◆ **Problem set**
(a) Restate the statistics excerpt from "I then found" to "approximately normally distributed.", replacing "registrations" with "enrollments".
(b) Decide whether each statement agrees with the statistics excerpt. For each one, answer yes or no and quote the words of the excerpt that settle it. (i) The total number of registrations is described as the product of the distributions of the registrations in the separate schools. (ii) The claim about the sum is credited to the Central limit theorem. (iii) The sum is said to be exactly normally distributed.
(c) Continue the statistics excerpt from its last sentence.

◆ **Excerpt provided**

START

I then found the expected value and the variation of [itex]\bar{I}[/itex].
[tex]E(\bar{I})=\mu[/tex]
[tex]
\begin{align*}
Var(T_I)=\frac{n-1}{n-3} &= Var(\frac{\sqrt(n)}{S} \bar{I} - \frac{\mu\sqrt(n)}{S} \\
\frac{n-1}{n-3} &= \frac{n}{S^2} Var(\bar{I}) \\
Var(\bar{I}) &= \frac{(n-1)S}{(n-2)n}
\end{align*}
[/tex]The distribution of the total number of registrations is the sum of the distributions of the registrations in the separate schools. According to the Central limit theorem, that sum is approximately normally distributed.

END

◆ **Extracted data**
START

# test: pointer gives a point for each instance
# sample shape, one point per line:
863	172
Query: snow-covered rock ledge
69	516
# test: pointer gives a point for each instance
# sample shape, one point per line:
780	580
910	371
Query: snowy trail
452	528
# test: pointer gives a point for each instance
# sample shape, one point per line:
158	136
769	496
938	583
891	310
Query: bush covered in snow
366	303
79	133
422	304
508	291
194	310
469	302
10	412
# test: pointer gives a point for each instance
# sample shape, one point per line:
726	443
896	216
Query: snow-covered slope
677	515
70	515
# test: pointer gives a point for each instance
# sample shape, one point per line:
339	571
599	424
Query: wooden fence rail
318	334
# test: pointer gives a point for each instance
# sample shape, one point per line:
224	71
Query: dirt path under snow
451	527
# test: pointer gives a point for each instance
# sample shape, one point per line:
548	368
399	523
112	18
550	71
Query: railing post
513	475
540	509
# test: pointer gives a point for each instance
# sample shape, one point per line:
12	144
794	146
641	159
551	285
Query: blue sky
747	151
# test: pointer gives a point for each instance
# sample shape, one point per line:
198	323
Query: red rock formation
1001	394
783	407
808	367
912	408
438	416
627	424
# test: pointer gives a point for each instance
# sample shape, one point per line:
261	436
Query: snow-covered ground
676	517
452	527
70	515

END
START

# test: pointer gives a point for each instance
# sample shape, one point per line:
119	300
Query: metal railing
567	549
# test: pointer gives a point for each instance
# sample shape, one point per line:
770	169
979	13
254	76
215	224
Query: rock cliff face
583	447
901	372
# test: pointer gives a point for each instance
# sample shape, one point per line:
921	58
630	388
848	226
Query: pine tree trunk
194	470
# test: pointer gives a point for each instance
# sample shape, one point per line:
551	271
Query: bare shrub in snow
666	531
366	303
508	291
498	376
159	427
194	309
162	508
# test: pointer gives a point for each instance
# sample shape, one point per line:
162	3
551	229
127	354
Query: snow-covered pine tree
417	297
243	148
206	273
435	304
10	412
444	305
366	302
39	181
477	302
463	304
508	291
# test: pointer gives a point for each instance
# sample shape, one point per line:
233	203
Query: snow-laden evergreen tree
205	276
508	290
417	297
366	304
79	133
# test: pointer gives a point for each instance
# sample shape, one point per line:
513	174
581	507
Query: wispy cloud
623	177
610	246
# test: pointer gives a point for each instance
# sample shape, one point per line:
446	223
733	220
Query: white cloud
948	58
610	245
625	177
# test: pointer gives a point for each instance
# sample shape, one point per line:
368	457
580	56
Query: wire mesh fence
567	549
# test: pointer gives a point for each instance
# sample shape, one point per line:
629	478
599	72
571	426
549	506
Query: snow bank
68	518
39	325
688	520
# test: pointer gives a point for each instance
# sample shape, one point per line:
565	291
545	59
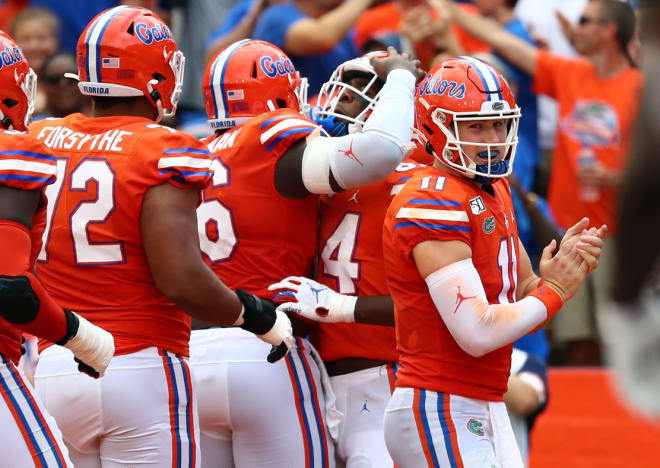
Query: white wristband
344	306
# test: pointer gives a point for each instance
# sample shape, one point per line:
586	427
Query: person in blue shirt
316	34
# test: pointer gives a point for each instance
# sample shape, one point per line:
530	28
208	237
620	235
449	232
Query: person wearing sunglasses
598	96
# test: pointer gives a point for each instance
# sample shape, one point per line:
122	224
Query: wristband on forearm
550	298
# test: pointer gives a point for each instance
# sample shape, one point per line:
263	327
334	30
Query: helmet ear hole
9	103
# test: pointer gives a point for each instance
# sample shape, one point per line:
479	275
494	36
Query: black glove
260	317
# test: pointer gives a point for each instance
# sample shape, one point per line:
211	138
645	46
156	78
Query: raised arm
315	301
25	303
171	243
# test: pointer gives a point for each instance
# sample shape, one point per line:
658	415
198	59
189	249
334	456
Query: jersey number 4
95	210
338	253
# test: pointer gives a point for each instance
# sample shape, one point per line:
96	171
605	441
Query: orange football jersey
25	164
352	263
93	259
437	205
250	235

END

◆ **Solved problems**
(a)
I then found the expected value and the variation of [itex]\bar{I}[/itex].
[tex]E(\bar{I})=\mu[/tex]
[tex]
\begin{align*}
Var(T_I)=\frac{n-1}{n-3} &= Var(\frac{\sqrt(n)}{S} \bar{I} - \frac{\mu\sqrt(n)}{S} \\
\frac{n-1}{n-3} &= \frac{n}{S^2} Var(\bar{I}) \\
Var(\bar{I}) &= \frac{(n-1)S}{(n-2)n}
\end{align*}
[/tex]The distribution of the total number of enrollments is the sum of the distributions of the enrollments in the separate schools. According to the Central limit theorem, that sum is approximately normally distributed.

(b)
(i) No: "The distribution of the total number of registrations is the sum of the distributions of the registrations in the separate schools."
(ii) Yes: "According to the Central limit theorem"
(iii) No: "that sum is approximately normally distributed."

(c)
[tex]\bar{T} \sim N\left(n \cdot E(\bar{I}), n \cdot Var(\bar{I})\right)[/tex]
The standardized variable is:
[tex]\frac{\bar{T} - n \cdot E(\bar{I})}{\sqrt{n \cdot Var(\bar{I})}/ \sqrt{n}} \sim N(0,1) [/tex]
And hence the 95% confidence interval is:
[tex] \left[n \cdot E(\bar{I}) - z_{0.025} \sqrt{n \cdot Var(\bar{I})}/ \sqrt{n}, n \cdot E(\bar{I}) + z_{0.025} \sqrt{n \cdot Var(\bar{I})}/ \sqrt{n} \right] [/tex]
Plugging in [itex]n=2700, E(\bar{I})=3700, Var(\bar{I})=161441.4414[/itex] finally gives:
[tex] \left[ 9989212.476 , 9990787.524 \right] [/tex]
The solution manual gives an interval that is much wider than this.